**Required action:** Pick out every line of the items that contains the string "positive" and copy each one. Case counts.

**Material provided:**
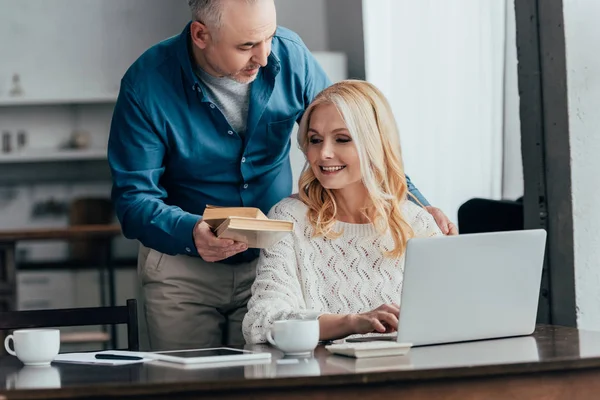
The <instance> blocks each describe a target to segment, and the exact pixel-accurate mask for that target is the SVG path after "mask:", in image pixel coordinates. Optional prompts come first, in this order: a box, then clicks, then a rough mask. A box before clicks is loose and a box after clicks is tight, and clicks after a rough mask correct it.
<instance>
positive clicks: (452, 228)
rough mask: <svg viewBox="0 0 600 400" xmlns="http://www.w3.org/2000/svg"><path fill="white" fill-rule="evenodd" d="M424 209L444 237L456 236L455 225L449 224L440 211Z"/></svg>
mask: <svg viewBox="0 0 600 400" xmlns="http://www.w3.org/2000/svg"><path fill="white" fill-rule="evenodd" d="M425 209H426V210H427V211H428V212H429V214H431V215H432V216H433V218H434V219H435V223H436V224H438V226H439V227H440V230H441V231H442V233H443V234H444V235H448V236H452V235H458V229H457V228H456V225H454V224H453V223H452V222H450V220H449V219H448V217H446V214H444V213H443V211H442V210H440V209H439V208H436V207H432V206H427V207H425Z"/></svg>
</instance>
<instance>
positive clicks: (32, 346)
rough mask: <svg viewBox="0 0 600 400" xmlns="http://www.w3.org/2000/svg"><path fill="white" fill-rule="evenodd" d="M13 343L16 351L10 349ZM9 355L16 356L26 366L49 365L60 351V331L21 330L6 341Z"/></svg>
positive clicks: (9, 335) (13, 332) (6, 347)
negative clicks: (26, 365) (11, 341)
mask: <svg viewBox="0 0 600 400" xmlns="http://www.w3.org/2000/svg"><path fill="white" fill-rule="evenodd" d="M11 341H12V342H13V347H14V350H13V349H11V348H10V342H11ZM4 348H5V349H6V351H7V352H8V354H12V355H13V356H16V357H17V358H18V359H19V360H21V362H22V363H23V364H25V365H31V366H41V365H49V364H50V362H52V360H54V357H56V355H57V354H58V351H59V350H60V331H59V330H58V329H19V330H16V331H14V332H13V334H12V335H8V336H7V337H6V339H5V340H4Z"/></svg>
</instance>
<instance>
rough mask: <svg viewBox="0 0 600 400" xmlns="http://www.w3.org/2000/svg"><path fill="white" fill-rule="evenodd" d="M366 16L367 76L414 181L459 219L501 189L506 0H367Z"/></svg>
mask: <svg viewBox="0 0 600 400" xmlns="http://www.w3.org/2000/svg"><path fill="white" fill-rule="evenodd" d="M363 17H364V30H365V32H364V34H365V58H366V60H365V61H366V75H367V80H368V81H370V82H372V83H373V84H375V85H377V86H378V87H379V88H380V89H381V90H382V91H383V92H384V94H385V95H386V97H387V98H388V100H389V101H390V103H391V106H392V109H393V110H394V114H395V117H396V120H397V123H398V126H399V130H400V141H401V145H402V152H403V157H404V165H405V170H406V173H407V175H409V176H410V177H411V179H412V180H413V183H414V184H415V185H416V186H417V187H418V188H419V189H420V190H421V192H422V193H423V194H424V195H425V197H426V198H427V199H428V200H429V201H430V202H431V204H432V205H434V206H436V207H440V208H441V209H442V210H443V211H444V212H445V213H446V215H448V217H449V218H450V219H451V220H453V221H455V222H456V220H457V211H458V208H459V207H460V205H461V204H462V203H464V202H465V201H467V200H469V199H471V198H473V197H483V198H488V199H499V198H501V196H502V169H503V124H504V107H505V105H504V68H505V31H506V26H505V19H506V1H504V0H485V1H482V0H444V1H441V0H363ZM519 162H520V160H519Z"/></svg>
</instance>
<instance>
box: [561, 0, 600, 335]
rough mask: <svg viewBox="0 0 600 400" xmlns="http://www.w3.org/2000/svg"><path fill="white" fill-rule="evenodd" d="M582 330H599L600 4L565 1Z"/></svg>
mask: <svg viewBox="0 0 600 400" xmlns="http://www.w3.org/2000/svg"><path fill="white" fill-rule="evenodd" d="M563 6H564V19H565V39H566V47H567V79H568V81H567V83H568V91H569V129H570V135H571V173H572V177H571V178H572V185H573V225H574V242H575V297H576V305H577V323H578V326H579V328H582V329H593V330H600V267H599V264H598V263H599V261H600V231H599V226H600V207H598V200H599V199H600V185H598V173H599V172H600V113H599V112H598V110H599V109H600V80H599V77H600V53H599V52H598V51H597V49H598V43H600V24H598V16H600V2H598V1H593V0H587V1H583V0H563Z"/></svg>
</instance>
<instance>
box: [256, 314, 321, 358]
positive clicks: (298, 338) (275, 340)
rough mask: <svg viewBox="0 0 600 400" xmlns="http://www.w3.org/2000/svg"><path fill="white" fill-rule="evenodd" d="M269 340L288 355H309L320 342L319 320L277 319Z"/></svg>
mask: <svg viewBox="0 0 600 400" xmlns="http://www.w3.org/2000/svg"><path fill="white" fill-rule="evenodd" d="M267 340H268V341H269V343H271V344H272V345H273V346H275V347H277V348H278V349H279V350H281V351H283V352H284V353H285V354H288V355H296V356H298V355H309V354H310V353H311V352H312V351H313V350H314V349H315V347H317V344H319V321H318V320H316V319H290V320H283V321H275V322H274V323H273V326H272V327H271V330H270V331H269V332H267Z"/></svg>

...

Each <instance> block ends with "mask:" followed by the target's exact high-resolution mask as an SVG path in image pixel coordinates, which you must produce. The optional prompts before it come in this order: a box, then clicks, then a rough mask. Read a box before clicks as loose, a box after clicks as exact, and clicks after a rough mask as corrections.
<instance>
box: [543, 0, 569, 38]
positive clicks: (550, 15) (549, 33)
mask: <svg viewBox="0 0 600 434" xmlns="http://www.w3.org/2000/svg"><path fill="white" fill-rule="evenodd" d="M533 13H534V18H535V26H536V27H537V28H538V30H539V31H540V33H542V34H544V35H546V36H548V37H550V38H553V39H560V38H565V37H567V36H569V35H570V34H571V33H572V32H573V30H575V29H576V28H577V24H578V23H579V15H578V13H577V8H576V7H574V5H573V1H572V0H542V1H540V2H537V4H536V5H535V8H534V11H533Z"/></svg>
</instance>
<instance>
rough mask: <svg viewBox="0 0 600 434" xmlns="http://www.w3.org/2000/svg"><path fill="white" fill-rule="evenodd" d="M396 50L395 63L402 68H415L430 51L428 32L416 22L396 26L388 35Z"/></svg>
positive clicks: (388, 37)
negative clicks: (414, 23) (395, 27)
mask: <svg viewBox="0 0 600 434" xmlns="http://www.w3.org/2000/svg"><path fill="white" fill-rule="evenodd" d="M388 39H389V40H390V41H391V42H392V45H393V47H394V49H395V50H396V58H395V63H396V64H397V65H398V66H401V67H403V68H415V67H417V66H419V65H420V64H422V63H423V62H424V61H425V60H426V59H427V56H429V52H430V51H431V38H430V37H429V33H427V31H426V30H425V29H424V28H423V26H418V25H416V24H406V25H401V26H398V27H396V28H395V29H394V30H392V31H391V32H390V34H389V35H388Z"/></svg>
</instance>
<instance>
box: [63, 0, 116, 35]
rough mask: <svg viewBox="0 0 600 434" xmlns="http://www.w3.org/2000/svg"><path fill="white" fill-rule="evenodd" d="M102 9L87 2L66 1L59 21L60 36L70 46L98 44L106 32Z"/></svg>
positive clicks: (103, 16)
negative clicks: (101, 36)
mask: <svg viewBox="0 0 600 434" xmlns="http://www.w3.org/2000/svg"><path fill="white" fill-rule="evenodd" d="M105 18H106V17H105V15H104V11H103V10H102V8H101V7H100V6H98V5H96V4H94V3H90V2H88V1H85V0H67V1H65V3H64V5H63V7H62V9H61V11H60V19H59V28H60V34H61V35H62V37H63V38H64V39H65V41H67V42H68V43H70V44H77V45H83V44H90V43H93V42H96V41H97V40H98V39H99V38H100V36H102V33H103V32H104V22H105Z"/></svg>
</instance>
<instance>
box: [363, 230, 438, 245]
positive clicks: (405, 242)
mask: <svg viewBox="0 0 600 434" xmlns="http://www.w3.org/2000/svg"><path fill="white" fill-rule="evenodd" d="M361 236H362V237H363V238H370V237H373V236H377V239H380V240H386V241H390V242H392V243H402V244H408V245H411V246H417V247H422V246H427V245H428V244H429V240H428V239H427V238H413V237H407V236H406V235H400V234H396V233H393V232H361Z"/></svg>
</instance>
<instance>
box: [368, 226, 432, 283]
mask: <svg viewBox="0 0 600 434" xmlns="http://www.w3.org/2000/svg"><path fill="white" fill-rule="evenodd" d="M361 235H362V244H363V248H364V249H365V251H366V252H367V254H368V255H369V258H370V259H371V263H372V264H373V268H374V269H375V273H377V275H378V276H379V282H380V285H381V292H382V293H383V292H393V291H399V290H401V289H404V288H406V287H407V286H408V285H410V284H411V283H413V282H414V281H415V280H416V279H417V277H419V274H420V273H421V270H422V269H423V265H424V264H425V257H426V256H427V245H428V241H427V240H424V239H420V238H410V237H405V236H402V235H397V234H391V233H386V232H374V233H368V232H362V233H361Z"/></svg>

**Output of the exercise:**
positive clicks: (452, 228)
positive clicks: (32, 346)
positive clicks: (9, 335) (13, 332) (6, 347)
positive clicks: (298, 338) (275, 340)
positive clicks: (550, 15) (549, 33)
positive clicks: (388, 37)
positive clicks: (103, 16)
positive clicks: (405, 242)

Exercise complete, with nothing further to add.